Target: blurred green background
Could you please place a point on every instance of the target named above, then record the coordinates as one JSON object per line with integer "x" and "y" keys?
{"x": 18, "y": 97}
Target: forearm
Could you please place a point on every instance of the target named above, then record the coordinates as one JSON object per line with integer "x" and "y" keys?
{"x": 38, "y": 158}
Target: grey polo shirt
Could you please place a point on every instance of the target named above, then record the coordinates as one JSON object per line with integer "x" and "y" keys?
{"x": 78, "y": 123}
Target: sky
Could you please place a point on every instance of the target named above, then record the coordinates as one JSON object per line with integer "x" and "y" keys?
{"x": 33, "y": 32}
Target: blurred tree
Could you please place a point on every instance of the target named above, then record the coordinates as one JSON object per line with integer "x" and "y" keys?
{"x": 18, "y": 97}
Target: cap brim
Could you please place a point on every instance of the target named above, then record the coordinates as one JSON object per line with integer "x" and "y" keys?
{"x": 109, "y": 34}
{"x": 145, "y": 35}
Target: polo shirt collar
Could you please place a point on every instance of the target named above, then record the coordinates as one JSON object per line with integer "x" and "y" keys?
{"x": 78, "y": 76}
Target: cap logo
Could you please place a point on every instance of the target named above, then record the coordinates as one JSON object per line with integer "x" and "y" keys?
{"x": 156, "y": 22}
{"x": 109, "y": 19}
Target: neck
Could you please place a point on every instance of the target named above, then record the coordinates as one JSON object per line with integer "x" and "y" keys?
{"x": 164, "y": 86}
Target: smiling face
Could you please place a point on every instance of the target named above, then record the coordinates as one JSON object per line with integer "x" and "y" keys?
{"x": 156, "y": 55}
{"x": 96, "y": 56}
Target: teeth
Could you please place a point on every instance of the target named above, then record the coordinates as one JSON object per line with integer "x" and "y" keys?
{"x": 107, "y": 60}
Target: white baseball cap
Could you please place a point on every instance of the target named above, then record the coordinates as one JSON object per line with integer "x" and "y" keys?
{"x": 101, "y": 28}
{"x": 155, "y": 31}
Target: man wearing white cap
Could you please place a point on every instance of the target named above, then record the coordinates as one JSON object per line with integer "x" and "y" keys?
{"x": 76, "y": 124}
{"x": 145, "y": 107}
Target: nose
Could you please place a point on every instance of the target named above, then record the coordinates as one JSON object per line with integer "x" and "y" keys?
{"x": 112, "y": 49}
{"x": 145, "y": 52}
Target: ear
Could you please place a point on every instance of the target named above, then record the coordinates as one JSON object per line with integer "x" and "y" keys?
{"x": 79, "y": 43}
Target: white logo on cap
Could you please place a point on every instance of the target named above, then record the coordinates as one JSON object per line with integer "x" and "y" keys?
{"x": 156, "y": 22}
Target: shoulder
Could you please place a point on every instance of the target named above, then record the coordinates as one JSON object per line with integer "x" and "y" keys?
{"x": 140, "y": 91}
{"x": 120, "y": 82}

**GIVEN REQUEST:**
Print everything from the line containing "Target: shoulder" down to the last line of the items, both ends included, with each line repeated unchanged.

**COMPLETE RESPONSE:**
Target: shoulder
Could you please place a point on every instance of the target named above, then record the coordinates as one JSON object per line with integer "x" and "y" keys?
{"x": 140, "y": 91}
{"x": 120, "y": 82}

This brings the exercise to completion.